- [Records for this task]
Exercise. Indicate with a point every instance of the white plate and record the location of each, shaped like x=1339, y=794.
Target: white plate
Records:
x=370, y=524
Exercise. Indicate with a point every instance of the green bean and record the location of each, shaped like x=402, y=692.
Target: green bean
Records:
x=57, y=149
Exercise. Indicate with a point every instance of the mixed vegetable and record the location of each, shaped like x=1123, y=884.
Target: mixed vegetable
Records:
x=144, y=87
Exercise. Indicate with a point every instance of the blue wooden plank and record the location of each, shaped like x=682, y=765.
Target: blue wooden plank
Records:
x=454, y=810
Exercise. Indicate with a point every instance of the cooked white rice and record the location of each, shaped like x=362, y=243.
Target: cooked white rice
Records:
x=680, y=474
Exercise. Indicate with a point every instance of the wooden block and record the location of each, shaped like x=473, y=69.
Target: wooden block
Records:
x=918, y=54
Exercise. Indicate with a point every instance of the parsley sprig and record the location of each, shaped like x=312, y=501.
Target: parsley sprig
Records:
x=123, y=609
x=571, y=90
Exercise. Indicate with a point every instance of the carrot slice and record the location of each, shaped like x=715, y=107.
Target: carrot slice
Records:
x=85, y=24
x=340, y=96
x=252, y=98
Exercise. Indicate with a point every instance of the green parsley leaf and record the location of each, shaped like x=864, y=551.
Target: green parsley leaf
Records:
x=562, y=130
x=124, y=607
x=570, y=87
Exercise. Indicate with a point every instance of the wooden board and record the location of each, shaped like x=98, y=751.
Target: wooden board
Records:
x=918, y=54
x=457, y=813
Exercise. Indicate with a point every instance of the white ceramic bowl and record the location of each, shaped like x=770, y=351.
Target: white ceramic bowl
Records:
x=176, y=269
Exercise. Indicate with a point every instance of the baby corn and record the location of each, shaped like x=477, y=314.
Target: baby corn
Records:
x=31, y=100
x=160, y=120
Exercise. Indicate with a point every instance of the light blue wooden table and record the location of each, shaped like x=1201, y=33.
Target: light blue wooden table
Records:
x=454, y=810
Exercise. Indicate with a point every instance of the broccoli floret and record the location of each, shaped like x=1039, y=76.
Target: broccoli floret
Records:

- [Assignment] Starting with the line that contains "Target: green parsley leaf", return every line through the last one of the records, exactly as written.

- [Written solution]
Target: green parsley leaf
Records:
x=562, y=130
x=124, y=607
x=570, y=87
Exercise. Indicate with a point every instance of the wooden board and record the location of each, shaped like x=98, y=751.
Target: wooden board
Records:
x=918, y=54
x=457, y=813
Exercise. Indicate with a point every instance of the white ceramic bowl and record the location of each, shaped like x=770, y=351.
Target: white ceramic bowl
Records:
x=176, y=269
Exercise. Indicate with a point every instance of the baby corn and record the location of each, shaped like x=477, y=314.
Target: baby corn
Records:
x=31, y=100
x=160, y=120
Exercise. Indicate with a point every instance of the light blue wooden table and record the location of each, shaped like x=1201, y=33.
Target: light blue wooden table
Records:
x=454, y=810
Exercise. Indicate with a point every instance of the broccoli floret and record the location of each, shaped like x=1039, y=76.
Target: broccoli floret
Records:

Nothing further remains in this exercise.